Bob: *shoves the GM's dragon miniature up his nose*
Although part of these issues is just about bad video game design, not even how video gaming can be limited. Because while it is limited, if you make a story enjoyable enough, you might not care. I think when we notice that VRPGs are limited and keeping us from wanting to do something we want to, that's a flaw of video game design. Because I think those of us who enjoy video games are willing to suspend disbelief and go on the ride as long as the ride is fun to go on and doesn't make us feel, "But why can't I do that?"
Likewise, I think if GMs railroad and rules arguments get out of hand, TTRPGing can also feel limited and immersion breaking.
Now all that said, I think the versatility and freedom TTRPGs (even if it's a TTRPG played online :) ) have isn't going to be duplicated by an AI for a long long long long time. And even if it does--there's also an important factor of TTRPGing at the real honest to god table that no computer gaming can replace--actually sitting around the table with your friends and interacting and socializing while you play. Even multiplayer games don't feel the same. There's an important interface going on when you're physically in the room with your friends, telling a story together.
But it's hard to arrange game sessions constantly, and it's hard for the GM to prepare for too many sessions at once. So between TTRPGs, I'll gladly pop on a video game and follow the story along, even if the freedoms are different (free to play what I want without worrying about party balance, free to save the game and try different options and try what I like best).

# [Exercise material]
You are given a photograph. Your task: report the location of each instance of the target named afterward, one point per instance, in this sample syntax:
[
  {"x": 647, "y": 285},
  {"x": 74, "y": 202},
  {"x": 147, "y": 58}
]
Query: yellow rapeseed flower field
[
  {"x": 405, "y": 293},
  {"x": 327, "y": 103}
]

# [Exercises to complete]
(a) Summarize the passage on tabletop and video role-playing games in two sentences.
(b) Lay out every line of the records as a Markdown table with the columns "No." and "Record line", leaving out blank lines.
The records have no connection to the passage on tabletop and video role-playing games.

# [Results for each task]
(a) Video role-playing games feel limited largely because of bad design, since players will suspend disbelief if the story is enjoyable, and tabletop games can also feel limited when GMs railroad or rules arguments get out of hand. The freedom of tabletop games and the experience of playing with friends at a real table will not be matched by AI or computer gaming for a long time, but because sessions are hard to arrange, the writer gladly plays video games between them.

(b)
| No. | Record line |
|---|---|
| 1 | You are given a photograph. Your task: report the location of each instance of the target named afterward, one point per instance, in this sample syntax: |
| 2 | [ |
| 3 |   {"x": 647, "y": 285}, |
| 4 |   {"x": 74, "y": 202}, |
| 5 |   {"x": 147, "y": 58} |
| 6 | ] |
| 7 | Query: yellow rapeseed flower field |
| 8 | [ |
| 9 |   {"x": 405, "y": 293}, |
| 10 |   {"x": 327, "y": 103} |
| 11 | ] |